**WORK REQUIRED:** Return the records in full, exactly as given.

**DATA RECORDS:**

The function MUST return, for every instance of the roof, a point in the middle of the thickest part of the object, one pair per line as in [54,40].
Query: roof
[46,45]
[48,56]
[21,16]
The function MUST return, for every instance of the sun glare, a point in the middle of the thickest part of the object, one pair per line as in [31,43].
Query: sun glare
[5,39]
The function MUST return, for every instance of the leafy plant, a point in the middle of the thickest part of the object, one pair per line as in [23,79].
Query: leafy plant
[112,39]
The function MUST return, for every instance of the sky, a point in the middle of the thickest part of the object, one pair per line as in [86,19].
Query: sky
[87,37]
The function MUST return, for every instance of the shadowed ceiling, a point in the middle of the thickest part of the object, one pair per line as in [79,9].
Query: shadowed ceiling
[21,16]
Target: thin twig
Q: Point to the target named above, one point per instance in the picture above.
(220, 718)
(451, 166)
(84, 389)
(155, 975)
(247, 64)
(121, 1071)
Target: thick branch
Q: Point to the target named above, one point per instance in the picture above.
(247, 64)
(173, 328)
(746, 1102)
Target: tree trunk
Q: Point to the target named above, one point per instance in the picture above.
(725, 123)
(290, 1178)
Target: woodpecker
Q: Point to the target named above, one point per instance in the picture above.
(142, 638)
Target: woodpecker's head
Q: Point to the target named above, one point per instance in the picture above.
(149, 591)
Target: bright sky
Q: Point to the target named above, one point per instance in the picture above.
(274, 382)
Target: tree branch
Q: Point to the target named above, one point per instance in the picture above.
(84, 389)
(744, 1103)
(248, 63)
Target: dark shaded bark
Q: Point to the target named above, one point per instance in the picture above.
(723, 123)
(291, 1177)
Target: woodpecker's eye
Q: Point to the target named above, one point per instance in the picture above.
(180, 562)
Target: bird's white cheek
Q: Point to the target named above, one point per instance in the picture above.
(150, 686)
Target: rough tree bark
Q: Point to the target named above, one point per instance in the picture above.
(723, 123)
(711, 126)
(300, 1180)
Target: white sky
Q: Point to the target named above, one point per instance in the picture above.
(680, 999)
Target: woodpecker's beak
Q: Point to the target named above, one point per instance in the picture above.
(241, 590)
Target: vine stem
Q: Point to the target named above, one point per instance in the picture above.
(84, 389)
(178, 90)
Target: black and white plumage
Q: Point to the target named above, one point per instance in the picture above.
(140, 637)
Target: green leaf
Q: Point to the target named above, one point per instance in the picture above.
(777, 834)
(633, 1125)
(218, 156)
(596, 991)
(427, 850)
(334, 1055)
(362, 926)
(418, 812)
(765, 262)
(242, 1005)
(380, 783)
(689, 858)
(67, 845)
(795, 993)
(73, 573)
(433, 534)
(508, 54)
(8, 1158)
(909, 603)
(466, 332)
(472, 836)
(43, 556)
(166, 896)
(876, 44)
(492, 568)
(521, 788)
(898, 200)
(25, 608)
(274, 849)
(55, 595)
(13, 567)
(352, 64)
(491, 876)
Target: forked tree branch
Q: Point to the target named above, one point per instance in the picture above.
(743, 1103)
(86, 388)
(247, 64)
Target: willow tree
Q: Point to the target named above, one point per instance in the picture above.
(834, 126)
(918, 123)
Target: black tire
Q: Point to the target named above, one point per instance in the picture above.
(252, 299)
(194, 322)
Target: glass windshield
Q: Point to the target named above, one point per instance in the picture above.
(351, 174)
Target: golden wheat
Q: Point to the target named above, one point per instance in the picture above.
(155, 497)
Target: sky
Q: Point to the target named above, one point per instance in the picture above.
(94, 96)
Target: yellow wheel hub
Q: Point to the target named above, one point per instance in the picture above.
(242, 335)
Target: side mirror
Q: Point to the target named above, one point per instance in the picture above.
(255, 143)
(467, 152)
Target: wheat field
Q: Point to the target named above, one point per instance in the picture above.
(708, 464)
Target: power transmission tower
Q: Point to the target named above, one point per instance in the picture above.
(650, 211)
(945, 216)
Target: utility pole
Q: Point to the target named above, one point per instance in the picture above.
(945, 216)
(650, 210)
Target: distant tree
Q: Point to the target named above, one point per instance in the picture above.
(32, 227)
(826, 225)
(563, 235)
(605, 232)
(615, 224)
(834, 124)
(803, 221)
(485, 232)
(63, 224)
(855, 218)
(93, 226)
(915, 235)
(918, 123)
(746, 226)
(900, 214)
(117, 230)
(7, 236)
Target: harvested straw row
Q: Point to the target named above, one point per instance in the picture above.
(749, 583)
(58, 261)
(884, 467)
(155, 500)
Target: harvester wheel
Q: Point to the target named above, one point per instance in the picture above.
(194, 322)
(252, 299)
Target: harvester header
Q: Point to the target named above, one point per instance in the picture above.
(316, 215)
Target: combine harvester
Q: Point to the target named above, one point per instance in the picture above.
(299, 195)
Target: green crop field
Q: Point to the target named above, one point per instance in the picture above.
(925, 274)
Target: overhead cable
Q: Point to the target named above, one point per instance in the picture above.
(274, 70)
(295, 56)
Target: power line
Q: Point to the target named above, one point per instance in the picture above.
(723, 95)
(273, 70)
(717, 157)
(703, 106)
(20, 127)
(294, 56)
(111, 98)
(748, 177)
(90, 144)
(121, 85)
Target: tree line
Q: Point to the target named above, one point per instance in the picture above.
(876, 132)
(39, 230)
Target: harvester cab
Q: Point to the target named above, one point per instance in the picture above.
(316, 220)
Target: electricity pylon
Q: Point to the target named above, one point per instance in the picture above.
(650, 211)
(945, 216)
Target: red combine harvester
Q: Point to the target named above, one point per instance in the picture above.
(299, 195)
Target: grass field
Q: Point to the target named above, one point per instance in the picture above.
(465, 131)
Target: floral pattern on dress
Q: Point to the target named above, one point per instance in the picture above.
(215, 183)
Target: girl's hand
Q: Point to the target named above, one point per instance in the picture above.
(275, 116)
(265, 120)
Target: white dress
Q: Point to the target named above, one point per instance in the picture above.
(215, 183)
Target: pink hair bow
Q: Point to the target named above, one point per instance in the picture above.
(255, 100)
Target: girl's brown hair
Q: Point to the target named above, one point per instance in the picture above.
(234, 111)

**TASK RESULT:**
The function MUST return, for every instance of the roof, a point in the middle of the thickest part of the object, one pair per line as in [54,40].
Query: roof
[46,45]
[48,56]
[21,16]
The function MUST return, for every instance of the sun glare, a point in the middle of the thickest part of the object, one pair per line as in [31,43].
Query: sun glare
[5,39]
The function MUST return, for every instance of the leafy plant, a point in the middle of the thickest part of the object, one pair per line as in [23,79].
Query: leafy plant
[112,39]
The function MUST return, for every instance of the sky, a point in the middle of the thickest part of the object, one pair per line as in [86,19].
Query: sky
[87,37]
The function MUST return, for every instance of the shadowed ceiling, a point in the middle of the thickest part of the object, one pair per line as in [79,9].
Query: shadowed ceiling
[21,16]
Target: thin twig
Q: Point to the target named above, one point per instance in the picture above.
(220, 718)
(451, 166)
(84, 389)
(155, 975)
(247, 64)
(121, 1071)
Target: thick branch
Q: Point to the target named above, one point per instance in the picture above.
(247, 64)
(173, 328)
(746, 1102)
Target: tree trunk
Q: Point to the target named above, one point per instance in the picture above.
(725, 123)
(290, 1178)
Target: woodpecker
Q: Point to the target named above, one point per instance in the picture above.
(142, 638)
Target: woodpecker's head
Q: Point to the target named above, one point per instance in the picture above.
(149, 591)
Target: bright sky
Q: Point to the target named above, one point per instance in the picture above.
(274, 382)
Target: tree branch
Q: Point to the target named above, one point per instance in the picture above.
(84, 389)
(744, 1103)
(248, 63)
Target: dark shaded bark
Q: Point to the target named above, one point per instance in the picture above.
(723, 123)
(291, 1177)
Target: woodpecker's eye
Q: Point to the target named above, one point per instance in the picture above.
(180, 562)
Target: bird's white cheek
Q: Point to the target named above, one point per instance in the picture above.
(150, 686)
Target: rough tree bark
Q: Point to the target named above, one point per instance in the picture above.
(723, 123)
(711, 126)
(300, 1180)
Target: white sky
Q: Point to the target named above, one point per instance in the picture above.
(680, 999)
Target: woodpecker's beak
Q: Point to the target named above, one point per instance in the picture above.
(241, 590)
Target: vine stem
Q: Point to the target named above, one point per instance in the picture above.
(84, 389)
(178, 90)
Target: black and white plumage
Q: Point to the target named above, one point per instance in the picture above.
(140, 637)
Target: green leaf
Q: Point to the target named above, one point per instance in the picture above.
(777, 834)
(633, 1125)
(218, 156)
(596, 991)
(427, 850)
(334, 1055)
(362, 926)
(418, 812)
(765, 262)
(242, 1005)
(380, 783)
(689, 858)
(67, 845)
(795, 993)
(73, 573)
(433, 534)
(508, 54)
(8, 1158)
(909, 603)
(466, 332)
(472, 836)
(43, 556)
(166, 896)
(876, 44)
(492, 568)
(521, 788)
(898, 200)
(25, 608)
(274, 849)
(55, 595)
(13, 567)
(352, 64)
(491, 876)
Target: forked tree branch
Q: Point to the target named above, one point per instance in the picture above.
(743, 1103)
(86, 388)
(247, 64)
Target: willow tree
Q: Point to the target named above, one point per instance in the picture above.
(834, 126)
(918, 123)
Target: black tire
Q: Point to the target named above, one point per instance in the picture above.
(252, 299)
(194, 322)
Target: glass windshield
Q: Point to the target named above, one point per instance in the picture above.
(351, 174)
Target: golden wheat
Q: Point to the target named above, one point per instance in the picture above.
(155, 497)
Target: sky
Q: Point to the target named above, one point per instance in the picture above.
(94, 96)
Target: yellow wheel hub
Q: Point to the target named above, one point per instance in the picture above.
(242, 335)
Target: side mirror
Q: Point to the target named above, one point per instance in the picture above.
(255, 143)
(467, 152)
Target: wheat field
Q: Point to the target named above, one point per instance in the picture above.
(708, 464)
Target: power transmission tower
Q: Point to the target named above, one point per instance in the picture above.
(650, 211)
(945, 216)
Target: utility pole
Q: Point to the target named above, one point per instance in the picture above.
(945, 216)
(650, 210)
Target: distant tree
Q: Point to the target named above, one point per instance in the picture above.
(32, 227)
(826, 225)
(563, 235)
(605, 232)
(615, 224)
(834, 124)
(803, 221)
(485, 232)
(63, 224)
(855, 218)
(93, 226)
(915, 235)
(918, 123)
(746, 226)
(900, 214)
(117, 230)
(7, 236)
Target: harvested straw row
Q: Point to the target named above, one point per instance in the picture above.
(749, 583)
(58, 261)
(884, 467)
(155, 500)
Target: harvester wheel
Q: Point to the target named above, one point per instance in the picture above.
(194, 322)
(252, 299)
Target: harvester header
Q: Point to the target named above, one point per instance in the picture above.
(316, 215)
Target: combine harvester
Q: Point to the target named above, one point per instance in the picture above.
(299, 195)
Target: green crop field
Q: Point to the target named above, one point per instance in the picture above.
(925, 274)
Target: overhead cable
Q: Point to the target named above, one point per instance in the picture above.
(274, 70)
(295, 56)
Target: power line
Q: Point to the target named above, one point per instance in the picture above.
(723, 95)
(273, 70)
(717, 157)
(703, 106)
(20, 127)
(294, 56)
(111, 98)
(748, 177)
(90, 144)
(121, 85)
Target: tree line
Q: Point to the target named above, one point per instance in the picture above.
(876, 132)
(39, 230)
Target: harvester cab
Q: Point to the target named above, one point per instance in the picture above.
(316, 220)
Target: electricity pylon
Q: Point to the target named above, one point per instance in the picture above.
(650, 211)
(945, 216)
Target: red combine harvester
Q: Point to the target named above, one point per instance in the picture above.
(299, 195)
Target: grass field
Q: Point to the target named above, one point per instance in the picture above.
(465, 131)
Target: floral pattern on dress
Q: Point to the target named above, one point per instance in the picture above.
(215, 183)
Target: girl's hand
Q: Point to the target named above, one point per instance in the picture above.
(275, 116)
(265, 120)
Target: white dress
Q: Point to the target named above, one point per instance in the picture above.
(215, 183)
Target: pink hair bow
Q: Point to the target named above, one point per instance in the picture above.
(255, 100)
Target: girl's brown hair
Q: Point to the target named above, one point per instance in the picture above.
(234, 111)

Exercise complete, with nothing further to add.